WHAT YOU NEED TO DO: Repeat the material below word for word and leave out all pictures.

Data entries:
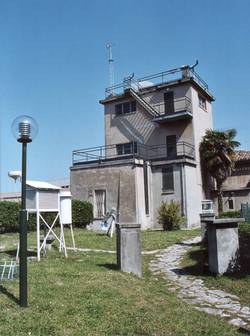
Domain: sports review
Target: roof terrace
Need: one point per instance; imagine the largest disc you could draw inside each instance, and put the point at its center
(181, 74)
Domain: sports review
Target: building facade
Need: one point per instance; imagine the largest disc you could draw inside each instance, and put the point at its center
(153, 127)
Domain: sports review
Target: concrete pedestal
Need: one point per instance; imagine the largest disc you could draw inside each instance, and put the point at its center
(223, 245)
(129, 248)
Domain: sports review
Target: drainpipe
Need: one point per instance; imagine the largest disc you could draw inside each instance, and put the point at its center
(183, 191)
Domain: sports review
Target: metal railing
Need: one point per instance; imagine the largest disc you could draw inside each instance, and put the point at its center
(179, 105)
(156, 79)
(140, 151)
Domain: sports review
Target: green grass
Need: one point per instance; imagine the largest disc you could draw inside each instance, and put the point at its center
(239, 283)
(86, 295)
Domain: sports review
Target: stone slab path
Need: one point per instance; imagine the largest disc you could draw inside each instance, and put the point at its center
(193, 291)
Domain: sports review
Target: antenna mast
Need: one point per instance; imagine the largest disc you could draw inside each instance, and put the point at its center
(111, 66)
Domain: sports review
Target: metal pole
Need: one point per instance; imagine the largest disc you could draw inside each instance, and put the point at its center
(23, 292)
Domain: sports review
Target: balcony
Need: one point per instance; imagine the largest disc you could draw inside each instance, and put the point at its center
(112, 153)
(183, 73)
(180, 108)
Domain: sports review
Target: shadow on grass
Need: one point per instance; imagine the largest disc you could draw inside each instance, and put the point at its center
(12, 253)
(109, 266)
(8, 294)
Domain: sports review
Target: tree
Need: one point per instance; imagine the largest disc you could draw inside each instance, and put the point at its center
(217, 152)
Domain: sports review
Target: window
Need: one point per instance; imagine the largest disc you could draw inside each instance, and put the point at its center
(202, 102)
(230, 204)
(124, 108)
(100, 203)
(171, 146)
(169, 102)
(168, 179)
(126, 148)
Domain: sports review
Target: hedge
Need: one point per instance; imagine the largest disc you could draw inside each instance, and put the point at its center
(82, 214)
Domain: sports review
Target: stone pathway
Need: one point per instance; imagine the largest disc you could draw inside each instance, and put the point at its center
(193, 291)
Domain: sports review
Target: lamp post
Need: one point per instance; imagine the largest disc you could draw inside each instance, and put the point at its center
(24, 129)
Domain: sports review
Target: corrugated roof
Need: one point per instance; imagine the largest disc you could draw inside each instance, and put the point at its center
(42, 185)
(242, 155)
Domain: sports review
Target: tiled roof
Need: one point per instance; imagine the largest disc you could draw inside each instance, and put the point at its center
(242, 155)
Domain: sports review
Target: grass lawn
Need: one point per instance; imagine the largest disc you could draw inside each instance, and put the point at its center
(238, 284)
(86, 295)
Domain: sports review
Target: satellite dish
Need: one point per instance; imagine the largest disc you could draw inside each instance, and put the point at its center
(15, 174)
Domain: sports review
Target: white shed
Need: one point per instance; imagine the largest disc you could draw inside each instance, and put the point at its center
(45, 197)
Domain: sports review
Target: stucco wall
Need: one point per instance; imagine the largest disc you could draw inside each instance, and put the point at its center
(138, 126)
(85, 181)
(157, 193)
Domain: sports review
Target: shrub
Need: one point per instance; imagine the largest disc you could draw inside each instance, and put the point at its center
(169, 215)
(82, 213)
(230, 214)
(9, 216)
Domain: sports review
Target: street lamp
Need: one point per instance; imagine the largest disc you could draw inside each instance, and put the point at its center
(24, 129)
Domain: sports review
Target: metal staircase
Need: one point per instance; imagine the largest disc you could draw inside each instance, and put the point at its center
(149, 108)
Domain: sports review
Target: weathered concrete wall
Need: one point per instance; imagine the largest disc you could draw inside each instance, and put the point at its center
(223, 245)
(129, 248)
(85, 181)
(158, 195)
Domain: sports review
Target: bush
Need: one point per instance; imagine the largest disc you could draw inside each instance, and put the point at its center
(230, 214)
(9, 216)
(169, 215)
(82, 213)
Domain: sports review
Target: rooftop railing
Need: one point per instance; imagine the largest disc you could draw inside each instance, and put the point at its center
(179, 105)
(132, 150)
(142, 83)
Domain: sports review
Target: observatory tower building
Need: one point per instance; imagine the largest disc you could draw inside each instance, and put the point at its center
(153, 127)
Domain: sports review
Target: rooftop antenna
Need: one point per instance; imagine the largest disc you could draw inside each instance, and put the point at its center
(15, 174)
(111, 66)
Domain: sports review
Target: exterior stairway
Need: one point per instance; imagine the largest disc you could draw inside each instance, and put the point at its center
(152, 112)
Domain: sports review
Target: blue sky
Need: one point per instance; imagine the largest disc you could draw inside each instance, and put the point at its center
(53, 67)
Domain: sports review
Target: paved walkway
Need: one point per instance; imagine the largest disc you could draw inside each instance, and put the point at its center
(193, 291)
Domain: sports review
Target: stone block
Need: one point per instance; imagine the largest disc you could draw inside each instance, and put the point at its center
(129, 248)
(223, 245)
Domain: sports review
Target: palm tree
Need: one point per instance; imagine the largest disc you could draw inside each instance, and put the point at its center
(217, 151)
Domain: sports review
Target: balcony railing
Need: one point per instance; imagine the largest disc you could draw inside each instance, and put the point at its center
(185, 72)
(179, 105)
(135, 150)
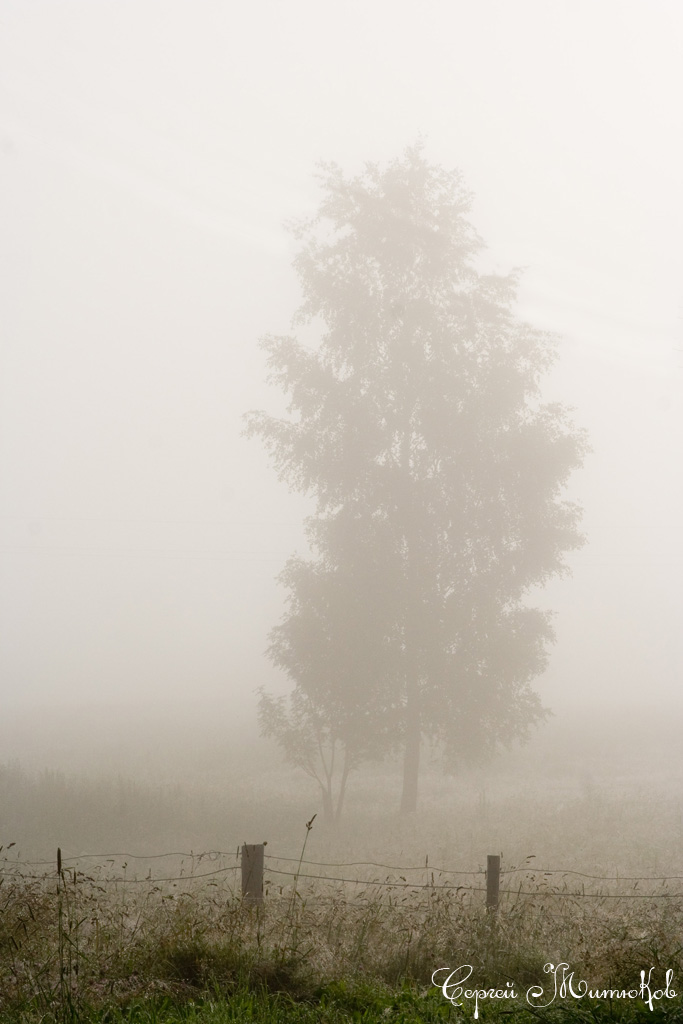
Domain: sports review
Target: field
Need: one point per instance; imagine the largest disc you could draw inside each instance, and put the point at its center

EXERCISE OUTPUT:
Domain: sports review
Target: roof terrace
Need: one point per instance; imagine the largest disc you could draw inside each instance, and put the point at its center
(181, 74)
Domain: sports review
Target: building facade
Need: one point per instance; imagine the largest disc you could draw inside each instance, and put the point at its center
(153, 127)
Domain: sports review
Target: concrete pedestal
Need: one point per instance; imagine the largest disc you could draw inside each instance, and put the point at its center
(223, 245)
(129, 248)
Domain: sports review
Target: drainpipe
Need: one point per instance; imagine the largest disc you could draw inside each instance, and put the point at its center
(183, 191)
Domain: sports review
Target: metal railing
Need: one point per instance; imagine the largest disc you could draw inside each instance, and put the point at its center
(179, 105)
(156, 79)
(140, 151)
Domain: sports review
Target: green grass
Need: one point per instance; imagine the largest disc you could draw inside each instance, and put the point at its center
(239, 283)
(86, 295)
Domain: sports review
Target: stone slab path
Need: one point per instance; imagine the largest disc you could draw inside each instance, and put the point at its center
(193, 291)
Domain: sports review
Target: antenna mast
Need: one point per instance; imagine the largest disc you could draw inside each instance, and put the point at its center
(111, 66)
Domain: sports review
Target: metal pole
Need: one point per instance; imagine the largest disc you could draw inside each instance, and put the point at its center
(23, 292)
Domain: sports review
Target: balcony
Need: one point per instance; imagine the largest disc you could draw inside each instance, and put the point at its center
(112, 153)
(183, 73)
(180, 108)
Domain: sports review
Target: shadow on grass
Need: one point per instance; imagine the largest disc you could draw inside each instance, and put the point at its center
(12, 253)
(109, 266)
(8, 294)
Domain: sports review
Target: tree
Need: one point per instance; imagine the largest disc you could draw inside each instance, and put the point at its center
(217, 152)
Domain: sports review
Target: window
Need: one point per instance; imagine the largest disc you could draw inside each instance, and put the point at its center
(202, 102)
(230, 204)
(124, 108)
(100, 203)
(171, 146)
(169, 102)
(168, 179)
(126, 148)
Domain: sports review
Target: hedge
Need: one point per instance; imagine the largest disc you could draw inside each instance, and put the point at its center
(82, 214)
Domain: sports review
Target: stone pathway
Need: one point per instance; imagine the largest disc you could draw inside each instance, and put the point at its center
(193, 291)
Domain: sports review
Target: lamp post
Need: one point per instance; imagine the largest disc you could draw inside each instance, and put the point at its center
(24, 129)
Domain: sports review
Target: corrugated roof
Need: one point per instance; imagine the largest disc you could draw inside each instance, and put the point at its center
(42, 185)
(242, 155)
Domain: sports review
Target: tiled roof
Need: one point per instance; imagine the largest disc you could draw inside each instance, and put the point at its center
(242, 155)
Domain: sports review
Target: grass lawn
Need: one point per instance; imagine the largest disc you could draw inside each instance, and put the point at its center
(238, 284)
(86, 295)
Domain: sports review
Target: satellite dish
Need: one point per instance; imagine the largest disc you could draw inside each instance, and put the point at its center
(15, 174)
Domain: sports review
Target: white shed
Need: one point per instance; imagine the largest disc you could draw inside each instance, and put the point at its center
(45, 197)
Domain: sports review
Target: stucco wall
Need: one point per instance; imagine the largest disc you could draw inside each instance, and put the point at its center
(138, 126)
(85, 181)
(157, 193)
Domain: sports review
Target: shrub
Need: one point per instance; imagine the largest disc you could draw inside each instance, and put the point at its center
(169, 215)
(82, 213)
(230, 214)
(9, 216)
Domain: sports review
Target: street lamp
Need: one point per instance; imagine the largest disc you could draw inside each instance, and put the point at its center
(24, 129)
Domain: sports review
Target: metal staircase
Need: one point per instance; imagine the largest disc you could draw inside each instance, and put the point at its center
(149, 108)
Domain: sports review
Target: weathered concrete wall
Need: one point per instance; imagine the largest disc you could draw inside each instance, and put the point at its center
(223, 245)
(129, 248)
(85, 181)
(158, 195)
Domain: sports review
Target: bush
Need: one point per instance; imagine the largest disc you could draw inside each instance, and put the point at its center
(230, 214)
(9, 216)
(169, 215)
(82, 213)
Domain: sports review
Target: rooftop railing
Need: one point per instance; imagine the largest disc you could draw inside each instance, and put the point at its center
(179, 105)
(132, 150)
(142, 83)
Domain: sports review
Target: observatory tower building
Need: one point per instance; imagine the largest disc you could draw inside each instance, and put the point at its center
(153, 127)
Domain: sports review
Target: rooftop antenna
Need: one point per instance; imagine the largest disc you could draw inside each instance, and put the point at its center
(15, 174)
(111, 66)
Domain: sports review
Target: exterior stairway
Need: one point per instance; imagine the largest disc you could draw inside each instance, and put the point at its center
(152, 112)
Domain: sports review
Target: blue sky
Need: one point per instance; imagine the largest disc you could draw inside each instance, and put the point at its center
(53, 67)
Domain: sports review
Target: paved walkway
Need: one point per instance; imagine the largest disc you could draw inside each instance, and put the point at its center
(193, 291)
Domain: sports review
Target: stone block
Need: one point per instance; imagine the largest disc you could draw inside each instance, and put the point at its center
(129, 248)
(223, 245)
Domain: sports review
Target: palm tree
Need: one point per instance; imagine the largest disc you could draw inside each instance, and put the point at its center
(217, 151)
Domain: sports review
Target: balcony railing
Need: one point per instance; imagine the largest disc you could draw inside each instance, and put the point at its center
(185, 72)
(179, 105)
(135, 150)
Domain: sports review
Target: field
Need: one point per instance; imagine the largest disc you could draw inside each instance, and put the point at its center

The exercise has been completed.